**Set problem**
Can you rewrite these rows with every "Target" changed to "Label" and nothing else altered? Leave the pictures out of your version.

%%

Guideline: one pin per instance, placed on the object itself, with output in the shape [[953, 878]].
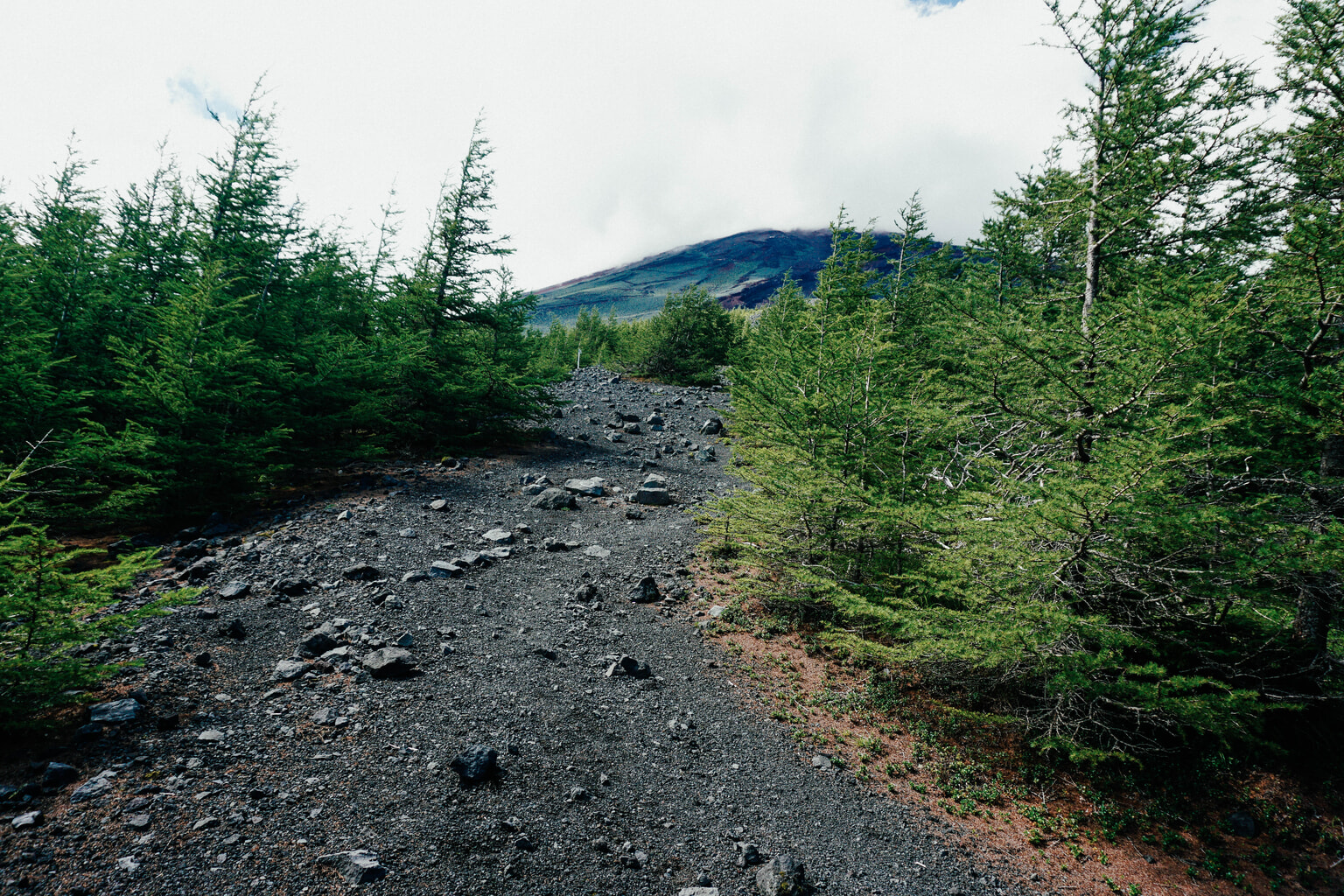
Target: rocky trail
[[463, 677]]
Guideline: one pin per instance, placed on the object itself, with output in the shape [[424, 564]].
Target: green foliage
[[47, 609], [1090, 480]]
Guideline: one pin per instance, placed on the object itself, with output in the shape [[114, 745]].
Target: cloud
[[203, 98], [929, 7]]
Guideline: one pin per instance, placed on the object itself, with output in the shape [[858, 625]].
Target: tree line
[[1092, 479]]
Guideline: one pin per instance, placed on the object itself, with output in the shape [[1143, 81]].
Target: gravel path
[[640, 778]]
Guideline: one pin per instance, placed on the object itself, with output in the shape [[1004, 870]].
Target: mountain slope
[[742, 271]]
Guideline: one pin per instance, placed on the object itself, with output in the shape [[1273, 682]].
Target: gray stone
[[290, 669], [445, 569], [355, 866], [476, 763], [499, 536], [647, 592], [553, 500], [361, 572], [115, 710], [652, 496], [327, 717], [390, 662], [234, 590], [58, 774], [234, 629], [782, 876], [594, 485], [629, 667], [95, 786], [27, 820], [316, 644]]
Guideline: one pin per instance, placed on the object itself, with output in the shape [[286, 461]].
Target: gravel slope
[[608, 783]]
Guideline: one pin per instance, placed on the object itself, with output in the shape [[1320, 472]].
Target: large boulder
[[390, 662], [553, 500], [593, 485], [115, 710], [356, 865], [476, 763], [782, 876]]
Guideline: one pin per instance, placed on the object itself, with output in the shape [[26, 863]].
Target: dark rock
[[361, 572], [234, 629], [316, 644], [782, 876], [290, 669], [553, 500], [1242, 823], [476, 763], [115, 710], [629, 667], [647, 592], [594, 485], [295, 587], [234, 590], [58, 774], [27, 820], [390, 662], [95, 786], [200, 570], [327, 717]]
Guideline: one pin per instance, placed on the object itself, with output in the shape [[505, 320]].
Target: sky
[[620, 130]]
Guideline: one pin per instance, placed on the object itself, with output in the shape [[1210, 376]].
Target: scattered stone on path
[[553, 500], [58, 774], [355, 866], [290, 669], [476, 763], [594, 486], [647, 592], [390, 662], [234, 629], [115, 710], [234, 590], [95, 786], [27, 820], [629, 667], [782, 876], [499, 536], [361, 572]]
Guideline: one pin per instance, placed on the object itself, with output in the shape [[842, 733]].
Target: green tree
[[687, 340]]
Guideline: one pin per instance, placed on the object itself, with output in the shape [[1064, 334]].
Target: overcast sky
[[621, 130]]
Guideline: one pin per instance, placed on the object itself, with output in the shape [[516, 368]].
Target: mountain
[[742, 271]]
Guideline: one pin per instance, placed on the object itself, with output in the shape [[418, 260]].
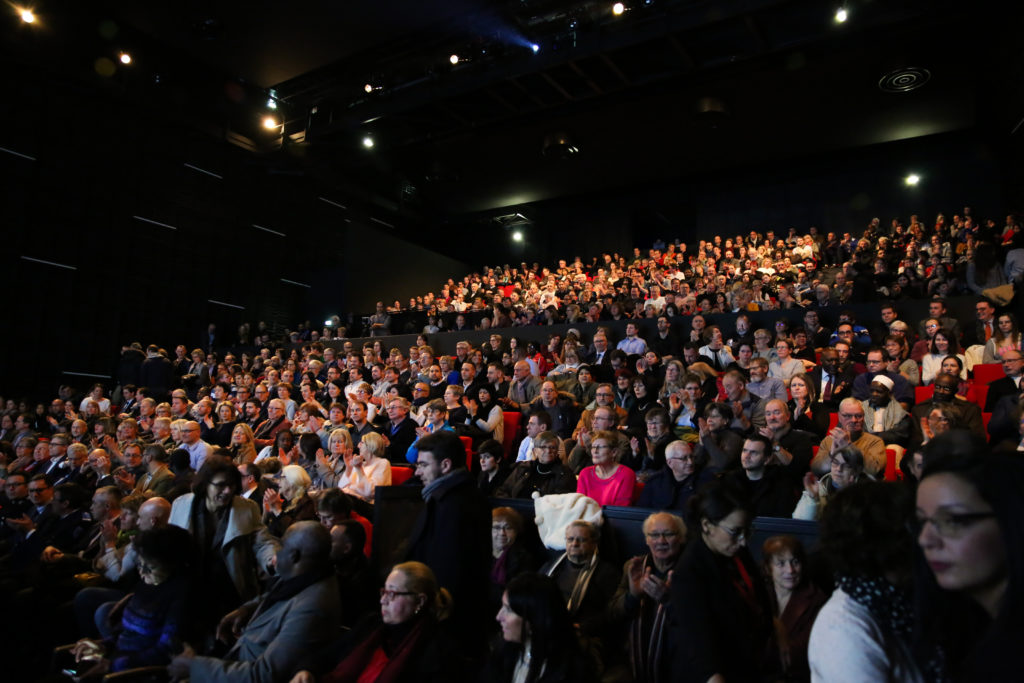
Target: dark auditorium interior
[[278, 185]]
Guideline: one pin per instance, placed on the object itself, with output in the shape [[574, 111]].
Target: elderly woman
[[642, 599], [969, 512], [862, 633], [720, 612], [540, 643], [509, 556], [846, 468], [795, 601], [156, 615], [367, 469], [408, 641], [291, 503], [545, 474], [606, 481]]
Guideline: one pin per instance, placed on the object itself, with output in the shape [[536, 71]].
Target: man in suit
[[288, 628], [832, 382], [967, 414], [1013, 366]]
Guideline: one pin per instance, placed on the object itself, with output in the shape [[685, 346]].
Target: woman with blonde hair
[[243, 445], [367, 469]]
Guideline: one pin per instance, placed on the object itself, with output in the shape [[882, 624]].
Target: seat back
[[400, 475], [986, 373]]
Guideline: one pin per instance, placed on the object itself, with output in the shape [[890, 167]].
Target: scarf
[[377, 652], [583, 581], [647, 637]]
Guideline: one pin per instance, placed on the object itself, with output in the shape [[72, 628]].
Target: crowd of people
[[213, 515]]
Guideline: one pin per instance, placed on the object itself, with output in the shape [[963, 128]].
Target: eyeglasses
[[950, 525]]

%%

**Response**
Guideline: one pin per instance, placed on the object itself, with output in the shape [[953, 878]].
Label: rocky trail
[[463, 677]]
Guideline: one pin per instance, placed on the object itself, with output in the shape [[424, 564]].
Label: green foliage
[[47, 609], [1090, 480]]
Guideline: one pin per instance, placed on the object itself, with output in the shape [[114, 745]].
Label: cloud
[[203, 98], [929, 7]]
Guideline: one pin per instance, placed on the object itself, with output in the shape [[858, 625]].
Label: tree line
[[1092, 479]]
Guideline: one pin per instance, placed on the object itself, with output in the shape [[1143, 81]].
Label: gravel path
[[640, 778]]
Guideline: one pin per instance, placed on the object itself, with output in the shape [[1004, 870]].
Label: mountain slope
[[742, 271]]
Guideline: one pin per instance, placed on the object itself, with output in the shape [[1273, 682]].
Label: gray stone
[[290, 669], [445, 569], [355, 866], [476, 763], [499, 536], [647, 592], [553, 500], [361, 572], [115, 710], [652, 496], [327, 717], [390, 662], [234, 590], [58, 774], [234, 629], [782, 876], [594, 485], [629, 667], [95, 786], [27, 820], [316, 644]]
Guideline: one pin per instance, placed on the object itself, with output in the shape [[286, 461]].
Label: gravel slope
[[608, 783]]
Guideline: one pin per instance, placed on the object itself, with output in the shape [[1320, 472]].
Label: large boulder
[[390, 662], [553, 500], [593, 485], [115, 710], [356, 865], [476, 763], [782, 876]]
Guideline: one pin per instance, placed on the object itself, with output in the shape [[26, 863]].
Label: dark rock
[[361, 572], [234, 629], [316, 644], [782, 876], [290, 669], [553, 500], [1242, 823], [476, 763], [115, 710], [629, 667], [647, 592], [594, 485], [295, 587], [234, 590], [58, 774], [27, 820], [390, 662], [95, 786], [200, 570], [327, 717]]
Guideline: one pin per instance, placed on the object itself, with output in the shape [[505, 320]].
Label: sky
[[620, 130]]
Guideline: one pin per instance, placed on the object itself, with output in the shape [[1210, 376]].
Label: scattered stone on path
[[553, 500], [58, 774], [355, 866], [290, 669], [476, 763], [594, 486], [647, 592], [390, 662], [234, 629], [115, 710], [234, 590], [95, 786], [27, 820], [629, 667], [782, 876], [499, 536], [361, 572]]
Guideline: one pin per instance, placed on the object itself, with output in the shape [[842, 733]].
Label: green tree
[[687, 340]]
Guideline: one pin per instance, placed on the object itself, with output in the shape [[1064, 334]].
Label: overcast sky
[[621, 130]]
Guideline: one pin per instance, placed on the object itself, with output in the shape [[516, 368]].
Label: mountain
[[742, 271]]
Guideline: one pin per instance, placed on the object itself, with output in the shape [[418, 260]].
Label: dark auditorium interior
[[278, 185]]
Guideline: one pin per instance, placed on the object itself, with output in the shape [[574, 111]].
Label: elderly woman
[[642, 599], [969, 512], [862, 633], [720, 612], [540, 643], [509, 556], [846, 468], [795, 601], [156, 615], [367, 469], [408, 641], [291, 503], [545, 474], [606, 481]]
Guideline: one pin per instance, placed on the object itself, with output in the shape [[536, 71]].
Label: man in suit
[[288, 628], [832, 382], [967, 414], [1013, 366]]
Guideline: one pin per instance, placed on the object itself, with output in the shape [[685, 346]].
Label: woman with blonde hair
[[243, 445], [367, 469]]
Guideline: one pin per instance, placed on the object itself, with output in the shape [[882, 624]].
Label: seat back
[[400, 475], [986, 373]]
Guideline: one pin per instance, placed on the object itself, with output in the shape [[890, 167]].
Label: scarf
[[377, 652], [583, 581], [647, 637]]
Guideline: one pin per instance, placed on the object itself, with output in the shape [[72, 628]].
Label: crowd of people
[[213, 515]]
Guideline: one pin per instance, placed on the object itself, with output in the shape [[963, 128]].
Label: eyeglasses
[[950, 525]]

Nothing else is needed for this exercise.